◆ Page extract
----------
Edit: It was noted on #freehackersunion that Tor, and for that matter other such services, offer you an ability to put an anonymous host on the Internet already. Sure, but Tor's bandwidth typically sucks, and the guy sitting on the exit owns you. EC2 basically commoditizes anonymous hosts, all you need is a stolen ID and credit card number.
Monday, August 25
They were treading near or around 80 when I started in November of 2002. They were in the low 50s I believe when I bailed in December 2005. The site I was at, the Rochester Democrat & Chronicle, was doing about 8 million hits a month with over a quarter million unique visitors ... but just didn't "get it" when it came to technology. They became followers rather than innovators, led by the nose by page views and ad campaigns, mimicking their socially-successful neighboring markets of Buffalo and Syracuse, but only years after their lead tech guy (me) had tried to encourage forums and article comments. Rather pathetic -- so much wasted potential and lead time.
They were starting to push the "hyperlocal reporting" and "local data machine" campaigns in a very drone-like fashion in my waning time there. I had some hope for them when they made the token effort of changing their "newsrooms" to "information centers," but unfortunately I think that corporation is too filled with stodgy, curmudgeonly personalities and mindsets to make the transition to the 21st century anytime this decade. No dancing elephants there -- no Lou Gerstner either, for sure. Over the past five years all their sites have, through corporate edict and ad-driven mania, become cookie cutter, ad-noisy copies of one another. Gross. AdBlock Plus is your friend.
Recently, an editor at the Glens Falls Post-Star haughtily insisted to me, via a poorly-designed article commenting system, that the newspaper wasn't dying -- "just look at all the hits this site gets!" Tell that to your parent corp's stock price:
Just for comparison, let's see how the innovation-friendly (ish) big-budget New York Times has been doing over the same 5-year period:
Only slightly better than the corporately-retarded Gannett Co, Inc.
----------
◆ Records provided
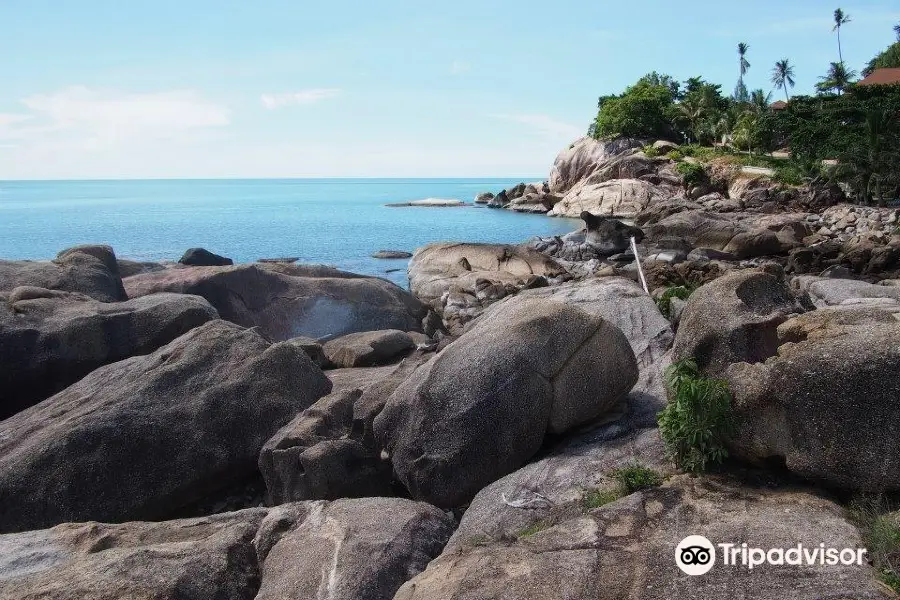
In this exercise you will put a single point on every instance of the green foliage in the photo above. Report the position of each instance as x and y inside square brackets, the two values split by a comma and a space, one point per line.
[694, 174]
[698, 421]
[889, 59]
[881, 534]
[600, 497]
[664, 302]
[644, 110]
[636, 477]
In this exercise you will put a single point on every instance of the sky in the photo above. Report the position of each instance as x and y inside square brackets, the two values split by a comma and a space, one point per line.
[96, 89]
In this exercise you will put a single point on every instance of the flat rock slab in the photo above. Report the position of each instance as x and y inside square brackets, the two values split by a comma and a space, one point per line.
[50, 340]
[626, 549]
[146, 436]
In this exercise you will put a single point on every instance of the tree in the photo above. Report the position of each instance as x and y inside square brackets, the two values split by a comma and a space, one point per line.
[783, 76]
[840, 19]
[646, 109]
[839, 77]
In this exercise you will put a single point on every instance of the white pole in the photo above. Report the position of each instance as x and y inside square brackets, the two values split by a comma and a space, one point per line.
[637, 259]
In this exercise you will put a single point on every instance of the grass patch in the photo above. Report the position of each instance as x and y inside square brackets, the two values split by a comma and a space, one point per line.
[636, 478]
[881, 535]
[664, 302]
[698, 421]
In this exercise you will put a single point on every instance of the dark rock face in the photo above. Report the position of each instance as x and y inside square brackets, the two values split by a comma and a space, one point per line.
[368, 348]
[828, 405]
[49, 340]
[482, 407]
[200, 257]
[210, 557]
[88, 270]
[287, 301]
[735, 319]
[143, 437]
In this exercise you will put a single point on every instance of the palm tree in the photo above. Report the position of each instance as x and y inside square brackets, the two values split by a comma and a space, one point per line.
[760, 100]
[839, 78]
[783, 76]
[840, 19]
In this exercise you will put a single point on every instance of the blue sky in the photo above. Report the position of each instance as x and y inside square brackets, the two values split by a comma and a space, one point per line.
[202, 88]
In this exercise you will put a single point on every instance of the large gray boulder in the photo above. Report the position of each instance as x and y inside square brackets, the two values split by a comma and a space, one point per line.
[583, 157]
[286, 301]
[143, 437]
[368, 348]
[626, 549]
[458, 281]
[483, 406]
[209, 557]
[346, 550]
[828, 405]
[51, 339]
[89, 270]
[354, 549]
[624, 304]
[735, 319]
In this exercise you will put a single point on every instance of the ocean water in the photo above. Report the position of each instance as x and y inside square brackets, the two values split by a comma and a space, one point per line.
[338, 222]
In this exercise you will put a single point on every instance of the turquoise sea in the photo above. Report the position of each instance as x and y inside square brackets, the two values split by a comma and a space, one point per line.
[339, 222]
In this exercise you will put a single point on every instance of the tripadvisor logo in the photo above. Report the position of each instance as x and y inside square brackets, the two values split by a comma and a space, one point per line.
[696, 555]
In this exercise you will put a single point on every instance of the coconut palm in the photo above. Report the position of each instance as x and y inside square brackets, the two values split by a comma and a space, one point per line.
[839, 78]
[783, 76]
[840, 19]
[760, 101]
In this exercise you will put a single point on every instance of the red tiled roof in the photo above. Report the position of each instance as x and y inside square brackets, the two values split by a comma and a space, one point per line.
[882, 77]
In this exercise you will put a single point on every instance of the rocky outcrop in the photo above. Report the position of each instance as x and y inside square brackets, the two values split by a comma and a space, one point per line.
[368, 348]
[625, 550]
[143, 437]
[483, 406]
[622, 198]
[352, 549]
[287, 301]
[828, 405]
[51, 339]
[88, 270]
[459, 280]
[735, 319]
[209, 557]
[582, 158]
[201, 257]
[344, 550]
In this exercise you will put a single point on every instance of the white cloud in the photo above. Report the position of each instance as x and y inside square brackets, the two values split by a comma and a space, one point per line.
----------
◆ Brief 1
According to the blog post, about how many hits a month was the Rochester Democrat & Chronicle site doing?
◆ Brief 2
Decide whether each statement agrees with the blog post, and quote the words that decide it: (a) The author started at the Rochester Democrat & Chronicle in November 2002. (b) The editor at the Glens Falls Post-Star admitted that the newspaper was dying. (c) Over the past five years, the corporation's sites became distinct from one another.

◆ Solution 1
About 8 million hits a month.

◆ Solution 2
(a) Yes: "when I started in November of 2002"
(b) No: "insisted to me, via a poorly-designed article commenting system, that the newspaper wasn't dying"
(c) No: "become cookie cutter, ad-noisy copies of one another"